• **What to work on**:
**1)** In the reply about checking molecular identity, what was the InChIKey used together with when matching molecules?
**2)** List every method or identifier for comparing molecules that the reply on molecular identity names.
**3)** Summarize the reply on molecular identity in two sentences.

• **Text excerpt**:
:::::

Hello Theo,
I cannot immediately think of any other obvious way to check molecular 
identity, but please note that my feedback was more about the chemistry aspects 
than about rdkit.

Assuming that the methods you listed are the main/only available ones, I 
suppose the only thing to do is try them out with some test dataset, and see 
which is fastest and especially if the results are the same or not.
'Efficient' is usually associated with 'fast', but personally I would always 
keep a close eye on accuracy, meaning I would not go for a fast method just 
because it's fast / before I know it gives the answer I want.

E.g. bidirectional substructure might or might not be faster, no idea, but how 
is it going to handle tautomers?
And more importantly, do *you* want tautomers (that are usually assumed to be 
easily interconverting) to be considered the same molecule or not? If the 
answer is no, maybe the substructure method is indeed the best for you, and 
inchikey's would actually hide formal differences that you want to detect.

As for Inchi strings vs Inchikey's, I can only say that the Inchikey was 
advised to me as a 'practical' text identifier when I started working in 
chemoinformatics, and it seemed to work well, together with the chirality flag, 
e.g. to match molecules from catalogues with molecules that people in my 
company wanted to acquire. Better than SMILES, for the reasons I mentioned, 
because for us it was more damaging to have a false negative (not finding a 
molecule that was there because of some formal difference that did not make it 
identical) than a false positive (thinking that a molecule was there when in 
fact it was something else - easy to verify a posteriori; and it never happened 
anyway).

:::::

• **Recorded data**:
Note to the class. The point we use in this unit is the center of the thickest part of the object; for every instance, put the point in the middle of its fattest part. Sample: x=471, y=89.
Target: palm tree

:::::

• **Task results**:
**1)** The chirality flag.

**2)** Bidirectional substructure, InChI strings, InChIKeys, SMILES

**3)** The reply recommends trying the available methods on a test dataset to see which is fastest and especially whether their results agree, with close attention to accuracy rather than speed alone. It raises whether tautomers should count as the same molecule, and reports that InChIKeys with the chirality flag worked well for matching catalogue molecules, better than SMILES, because a false negative was more damaging than a false positive.